Labeled region items

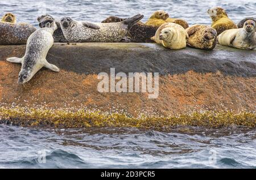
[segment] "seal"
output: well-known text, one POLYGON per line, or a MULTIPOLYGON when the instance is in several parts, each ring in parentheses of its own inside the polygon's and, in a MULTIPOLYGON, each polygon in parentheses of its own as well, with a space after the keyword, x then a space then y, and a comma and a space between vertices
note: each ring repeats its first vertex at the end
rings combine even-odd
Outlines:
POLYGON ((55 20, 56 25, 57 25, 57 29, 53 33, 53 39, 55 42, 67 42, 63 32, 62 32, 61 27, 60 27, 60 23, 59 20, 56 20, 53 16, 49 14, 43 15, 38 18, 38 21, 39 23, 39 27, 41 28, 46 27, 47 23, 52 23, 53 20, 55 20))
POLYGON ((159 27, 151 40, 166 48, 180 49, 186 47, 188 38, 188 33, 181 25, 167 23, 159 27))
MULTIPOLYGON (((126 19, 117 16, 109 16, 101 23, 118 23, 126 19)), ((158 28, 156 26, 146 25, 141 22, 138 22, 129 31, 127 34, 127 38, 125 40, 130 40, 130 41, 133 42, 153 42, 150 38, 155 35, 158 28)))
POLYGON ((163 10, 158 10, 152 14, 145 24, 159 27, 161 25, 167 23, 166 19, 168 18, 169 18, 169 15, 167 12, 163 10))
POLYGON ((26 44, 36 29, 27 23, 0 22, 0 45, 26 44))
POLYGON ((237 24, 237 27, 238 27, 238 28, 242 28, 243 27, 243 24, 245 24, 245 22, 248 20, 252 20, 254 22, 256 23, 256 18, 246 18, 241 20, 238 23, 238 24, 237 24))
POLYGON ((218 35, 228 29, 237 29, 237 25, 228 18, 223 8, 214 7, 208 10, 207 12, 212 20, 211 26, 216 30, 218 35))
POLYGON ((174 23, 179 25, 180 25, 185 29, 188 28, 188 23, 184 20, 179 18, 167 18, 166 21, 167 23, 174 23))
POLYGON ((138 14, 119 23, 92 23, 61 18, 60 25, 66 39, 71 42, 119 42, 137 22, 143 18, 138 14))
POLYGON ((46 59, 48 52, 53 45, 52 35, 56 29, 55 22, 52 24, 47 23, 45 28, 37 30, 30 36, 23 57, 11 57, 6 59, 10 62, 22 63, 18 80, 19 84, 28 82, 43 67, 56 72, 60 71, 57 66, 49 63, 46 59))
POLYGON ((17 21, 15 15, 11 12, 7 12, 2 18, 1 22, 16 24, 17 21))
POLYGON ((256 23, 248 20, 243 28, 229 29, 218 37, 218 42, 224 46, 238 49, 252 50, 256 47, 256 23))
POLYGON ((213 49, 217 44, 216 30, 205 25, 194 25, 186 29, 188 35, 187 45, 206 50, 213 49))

Objective: Identify every line in the items above that contains the word "each".

Final result:
output: well-known text, one POLYGON per line, or a MULTIPOLYGON when the instance is in several parts, each ring in parentheses of its own inside the polygon's and, in a MULTIPOLYGON, each polygon in parentheses of its own as well, with a space after the keyword, x then a space then y, and a comma and a space between vertices
note: each ring repeats its first vertex at the end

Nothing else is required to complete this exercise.